> [Challenge] Retype each line exactly. Skip images.

☆ ☆ ☆ ☆ ☆

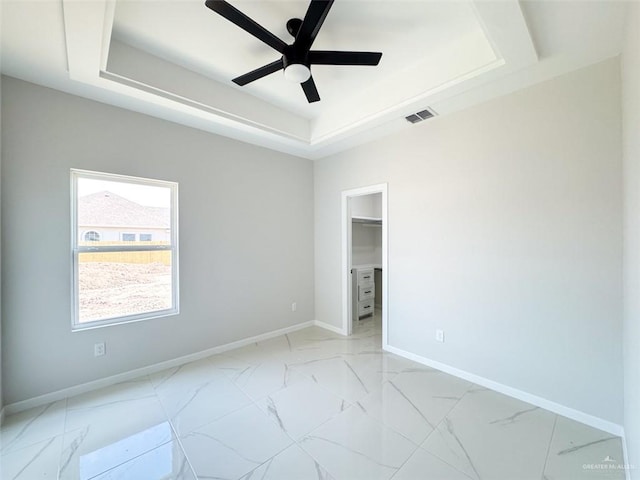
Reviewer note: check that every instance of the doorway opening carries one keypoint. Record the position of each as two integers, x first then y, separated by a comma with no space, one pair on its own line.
365,258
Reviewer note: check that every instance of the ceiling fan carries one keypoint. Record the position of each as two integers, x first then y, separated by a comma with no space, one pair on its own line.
297,57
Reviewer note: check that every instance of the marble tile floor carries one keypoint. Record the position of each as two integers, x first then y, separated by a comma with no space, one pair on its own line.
307,405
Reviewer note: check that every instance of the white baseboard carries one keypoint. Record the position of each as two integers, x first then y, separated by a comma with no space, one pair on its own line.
331,328
554,407
138,372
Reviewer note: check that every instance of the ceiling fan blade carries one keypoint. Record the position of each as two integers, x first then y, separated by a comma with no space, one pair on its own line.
321,57
313,20
258,73
241,20
310,90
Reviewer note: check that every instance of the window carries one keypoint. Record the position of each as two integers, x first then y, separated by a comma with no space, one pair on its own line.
115,278
92,236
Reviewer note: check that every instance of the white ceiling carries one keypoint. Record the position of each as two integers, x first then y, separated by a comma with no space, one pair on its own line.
175,60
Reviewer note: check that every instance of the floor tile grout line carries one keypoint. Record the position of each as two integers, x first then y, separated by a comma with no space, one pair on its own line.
440,423
129,460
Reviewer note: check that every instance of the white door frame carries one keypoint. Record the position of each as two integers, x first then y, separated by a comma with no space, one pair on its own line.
347,321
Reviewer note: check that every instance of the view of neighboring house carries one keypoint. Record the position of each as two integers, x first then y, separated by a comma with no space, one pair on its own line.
107,217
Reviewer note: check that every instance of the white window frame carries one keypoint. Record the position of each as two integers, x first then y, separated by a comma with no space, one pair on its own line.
76,249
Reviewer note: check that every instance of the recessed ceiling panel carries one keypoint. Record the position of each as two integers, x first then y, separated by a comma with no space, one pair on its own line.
409,33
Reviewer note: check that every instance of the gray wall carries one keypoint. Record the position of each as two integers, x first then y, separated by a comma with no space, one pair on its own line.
246,237
1,400
505,230
631,155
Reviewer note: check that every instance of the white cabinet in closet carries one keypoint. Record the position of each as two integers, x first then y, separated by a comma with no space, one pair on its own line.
363,292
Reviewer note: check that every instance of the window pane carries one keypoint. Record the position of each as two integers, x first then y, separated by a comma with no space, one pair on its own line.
117,284
110,212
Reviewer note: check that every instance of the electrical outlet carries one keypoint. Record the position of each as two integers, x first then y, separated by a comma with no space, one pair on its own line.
99,349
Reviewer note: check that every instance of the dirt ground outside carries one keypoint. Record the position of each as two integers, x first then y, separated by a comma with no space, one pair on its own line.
108,289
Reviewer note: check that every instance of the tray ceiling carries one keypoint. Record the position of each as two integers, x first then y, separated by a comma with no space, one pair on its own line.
175,59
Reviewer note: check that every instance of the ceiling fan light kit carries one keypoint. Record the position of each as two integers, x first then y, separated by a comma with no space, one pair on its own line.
297,57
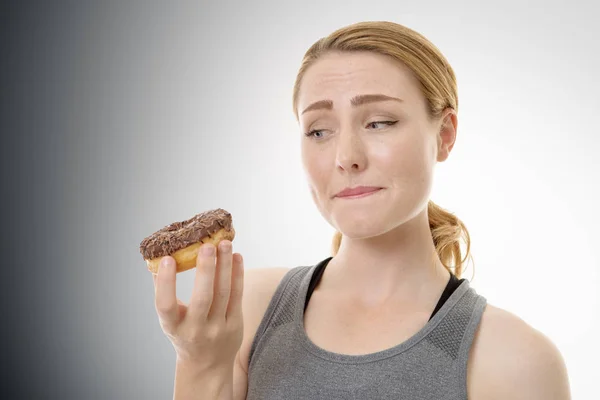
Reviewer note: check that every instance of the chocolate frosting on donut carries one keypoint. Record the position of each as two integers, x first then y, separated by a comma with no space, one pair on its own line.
179,235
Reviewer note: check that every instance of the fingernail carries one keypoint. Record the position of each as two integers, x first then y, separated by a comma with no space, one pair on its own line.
166,262
208,250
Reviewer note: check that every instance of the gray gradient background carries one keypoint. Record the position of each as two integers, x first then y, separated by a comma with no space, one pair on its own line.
121,117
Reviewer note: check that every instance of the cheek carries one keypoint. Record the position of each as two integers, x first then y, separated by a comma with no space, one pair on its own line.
317,165
404,160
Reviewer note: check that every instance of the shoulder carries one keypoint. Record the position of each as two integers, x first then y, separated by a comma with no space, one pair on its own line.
260,285
509,359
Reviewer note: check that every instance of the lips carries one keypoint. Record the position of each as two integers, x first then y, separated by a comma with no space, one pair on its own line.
358,191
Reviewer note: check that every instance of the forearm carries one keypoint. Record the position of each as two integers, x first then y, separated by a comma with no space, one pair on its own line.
193,383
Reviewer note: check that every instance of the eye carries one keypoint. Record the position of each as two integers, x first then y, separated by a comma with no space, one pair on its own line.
316,133
388,123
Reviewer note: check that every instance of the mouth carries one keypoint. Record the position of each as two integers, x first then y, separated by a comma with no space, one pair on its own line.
358,192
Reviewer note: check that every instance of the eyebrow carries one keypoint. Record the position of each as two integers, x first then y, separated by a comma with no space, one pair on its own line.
355,101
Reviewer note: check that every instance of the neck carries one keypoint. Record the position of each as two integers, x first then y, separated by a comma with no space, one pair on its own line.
398,267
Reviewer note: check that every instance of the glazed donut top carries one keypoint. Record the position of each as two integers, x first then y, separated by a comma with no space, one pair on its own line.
179,235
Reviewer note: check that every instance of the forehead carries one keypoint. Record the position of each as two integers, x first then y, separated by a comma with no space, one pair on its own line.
340,76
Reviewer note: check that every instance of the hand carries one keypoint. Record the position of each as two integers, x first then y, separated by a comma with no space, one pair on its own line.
208,332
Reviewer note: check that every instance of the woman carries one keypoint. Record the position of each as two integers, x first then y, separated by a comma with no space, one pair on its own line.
387,316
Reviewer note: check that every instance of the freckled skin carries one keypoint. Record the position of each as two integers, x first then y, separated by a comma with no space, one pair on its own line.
351,150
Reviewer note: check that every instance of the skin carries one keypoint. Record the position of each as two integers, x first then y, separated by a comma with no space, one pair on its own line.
387,264
389,229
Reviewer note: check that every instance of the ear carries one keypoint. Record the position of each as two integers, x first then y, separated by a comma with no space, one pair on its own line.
446,135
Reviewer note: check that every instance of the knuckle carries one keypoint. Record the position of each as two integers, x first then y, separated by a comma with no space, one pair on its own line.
164,308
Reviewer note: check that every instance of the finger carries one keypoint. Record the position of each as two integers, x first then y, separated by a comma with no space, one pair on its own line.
202,293
222,280
166,298
234,308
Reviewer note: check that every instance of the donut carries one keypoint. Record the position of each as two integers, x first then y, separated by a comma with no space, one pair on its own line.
182,240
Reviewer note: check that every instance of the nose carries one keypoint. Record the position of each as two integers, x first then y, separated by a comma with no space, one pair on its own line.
350,152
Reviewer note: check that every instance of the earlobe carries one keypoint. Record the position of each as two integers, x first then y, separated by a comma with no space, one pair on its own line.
447,134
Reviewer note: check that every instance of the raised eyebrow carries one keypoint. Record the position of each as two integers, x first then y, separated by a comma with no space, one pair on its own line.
356,101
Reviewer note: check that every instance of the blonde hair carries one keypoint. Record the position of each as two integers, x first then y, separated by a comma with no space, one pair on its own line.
438,85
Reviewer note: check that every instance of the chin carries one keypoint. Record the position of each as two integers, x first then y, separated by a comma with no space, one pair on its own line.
362,225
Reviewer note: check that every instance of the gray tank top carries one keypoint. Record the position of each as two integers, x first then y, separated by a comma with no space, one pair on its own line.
432,364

☆ ☆ ☆ ☆ ☆

> [Reply]
Reviewer note: check that every instance of the doorway opening carries one keypoint. Record the position of each as two integers, x first then y, separated by a comma with no space, one pair on its own line.
365,258
Reviewer note: check that every instance of the ceiling fan carries one keypoint. Record the position of each as two integers, x first then y, separated by a comma with no space, one pair on its own line.
297,57
Reviewer note: check that every instance of the marble tile floor carries one keypoint. Record the position of each as two integers, x first then y, separated by a comma with no space, one pair on its own line.
307,405
Reviewer note: check that every instance of the white baseboard carries one keypoint. Record the position of each as two integers, x first then y, separated by a comma with no space, one pair on its own line.
331,328
554,407
138,372
Reviewer note: check that every instance of the ceiling fan blade carries one keypoint. Record the position of each as two integers, x first then y, separated by a comma with no space, one pair on its own line.
321,57
313,20
258,73
241,20
310,90
Reviewer note: check that every instance of the window carries one keypoint. Record the position of each as two integers, x first then y, separated by a comma with no space, one pair on its own line.
115,278
92,236
Reviewer note: check that every instance of the white ceiling carries one keypoint. Record the position of each as two integers, x first then y, separated by a comma with no space, one pair on its own line.
175,60
Reviewer note: check that every instance of the floor tile grout line carries one keypoint. Record the position of each as two integers, x first then y, separated by a comma with no space, one pair on its own line.
440,423
129,460
Reviewer note: check that every instance of the white door frame carries one keypoint. Record the position of each as two integers, x first then y, separated by a comma with no space, one pair on its own line.
347,321
Reviewer note: check that every instance of the view of neighboring house carries one keypoint. Record the position of each as two integers, x first then y, separated by a comma with no space, one pair on its own line.
107,217
Reviewer note: check that every instance of the white window frame carries one keypoint. Record the position of each as two integers, x first then y, separated by a comma with no space, one pair on its own line.
76,249
Reviewer note: check that every instance of the recessed ceiling panel carries one keypoint. Record the position of each as two integers, x first then y, separated by a comma with no space, one pair on its own line.
409,33
Reviewer note: check that every instance of the gray wall carries one keypoint. Record the position of each as two integers, x first then y, separated by a comma with no space, one pair on its own line.
246,237
1,400
505,230
631,155
Reviewer note: check that every instance of the white cabinet in closet carries one keypoint. Record the position of each as two integers, x first then y, separated by a comma with no space, one pair on its own line.
363,292
Reviewer note: check that every instance of the window pane carries one keypoint. Record the position of each as two integers, x first then y, separated by a comma with no space, one pair on its own line.
117,284
110,212
Reviewer note: check that every instance of the electrical outlet carries one keypoint. Record the position of each as two integers, x first then y, separated by a comma with no space, one pair on its own line.
99,349
Reviewer note: check that every instance of the dirt ground outside carries one keypoint. Record the position of each as two integers, x first then y, separated by a comma with no space, one pair on its own line.
108,289
Reviewer note: check that every instance of the tray ceiling carries one keypoint. Record the position of each as two integers, x first then y, separated by a comma with no space, one pair on its own line.
175,59
Reviewer note: check that every instance of the ceiling fan light kit carries one keypoint. Record the position of each as two integers, x first then y, separated by a comma with no space, one pair on its own line.
297,57
Reviewer note: check that every instance of the chocolate frosting on donut carries one keypoint. Record the position of each as two integers, x first then y, separated by a comma with no space, one pair on its own line.
179,235
Reviewer note: check that every instance of the fingernail carries one keypoint. Record the position of each as two integers, x first then y, separated by a comma with no space, one pair on its own line.
166,262
208,250
Reviewer note: check that every instance of the gray gradient background carries one keypoint. Record the position of each as two integers, x first then y, separated by a comma with no space, one pair on its own line.
121,117
Reviewer note: check that every instance of the cheek carries one keypoint. Record the position of each as two integers, x first then y, separated by a comma with no space, one pair on its own line.
317,165
404,160
Reviewer note: check that every instance of the shoulder carries one keypoint. Record the position of each as two integers, x first then y, separated by a comma with no space, one pair on its own line.
260,285
509,359
Reviewer note: check that every instance of the lips carries one keypoint. Record the position of each as two integers, x first then y, separated by a comma with no space, one pair on its own line.
358,191
Reviewer note: check that every instance of the forearm carries one keypoint. Record the position of each as two integers, x first then y, separated by a comma with no space, one pair on its own line.
193,383
Reviewer note: check that every instance of the eye carries one keypoint. Record the position of each as two integers, x first then y, separated by a comma with no space, one pair on its own line.
316,133
388,123
Reviewer note: check that every instance of the mouth carries one keypoint. Record the position of each as two integers, x first then y, separated by a comma with no space, one pair on its own line.
358,192
Reviewer note: check that every instance of the eyebrow carries one keypoint. Record the position of each as two integers, x first then y, separated by a comma with no space, one pair on its own line.
355,101
Reviewer note: check that every instance of the neck carries one keypoint. Record the position of each as two integers, x first then y, separated by a comma with no space, one pair on its own line.
398,267
Reviewer note: check that every instance of the glazed donut top carries one keypoint. Record the position of each as two integers, x first then y, separated by a comma with no space, one pair on its own line.
179,235
Reviewer note: check that every instance of the forehead carries one keypoint. Record the position of each as two integers, x first then y, separated by a comma with no space, one pair on its own line.
340,76
Reviewer note: check that every instance of the hand carries one keypoint. Record the position of each as two integers, x first then y, separated by a comma with no space, one pair on its own line.
208,332
Reviewer note: check that every instance of the woman carries one keypoint. Record the position of each as two integers, x first then y, separated by a comma with no space, one pair on its own line.
387,316
Reviewer note: check that every instance of the freckled skin carries one keypoint. Record the position of each as two integers, x first then y, separated by a comma with no space, one pair on its own line.
351,150
Reviewer note: check that every instance of the skin carries one keypoint. Record the position of each as two integers, x first then y, separated by a comma with no space, one pair on its own line.
387,264
389,229
Reviewer note: check that every instance of the ear carries one keypoint. Record the position of each as two integers, x first then y, separated by a comma with no space, one pair on its own line.
446,135
Reviewer note: check that every instance of the knuckle carries one keypoint. Record the position of each as two integers, x first then y, separated by a comma with no space, one pair on its own line.
164,308
Reviewer note: check that every instance of the finger carries one keypoint. Record the position of each as two integers, x first then y, separated by a comma with no space, one pair on its own line.
202,293
222,280
166,298
234,308
Reviewer note: check that every instance of the donut carries one keypoint. Record the position of each as two integers, x first then y, separated by a comma with no space, one pair on its own line.
182,240
Reviewer note: check that every instance of the nose carries one keypoint. Record the position of each as two integers, x first then y, separated by a comma with no space, one pair on its own line.
350,152
Reviewer note: check that every instance of the earlobe carries one keypoint. Record the position of each as two integers, x first then y, separated by a comma with no space, one pair on its own line.
447,134
Reviewer note: check that every instance of the raised eyebrow carries one keypoint. Record the position of each as two integers, x first then y, separated by a comma with no space, one pair on its own line.
356,101
Reviewer note: check that every instance of the blonde hair carries one keypoint. Record the position of each as two integers, x first then y, separated by a comma with no space, one pair on its own line.
438,85
Reviewer note: check that every instance of the chin carries one keypoint. Record the position of each as two integers, x first then y, separated by a comma with no space, one pair on its own line.
362,225
Reviewer note: check that every instance of the gray tank top carries one keypoint. Record the position of each as two integers, x first then y, separated by a comma with no space, one pair on its own line.
432,364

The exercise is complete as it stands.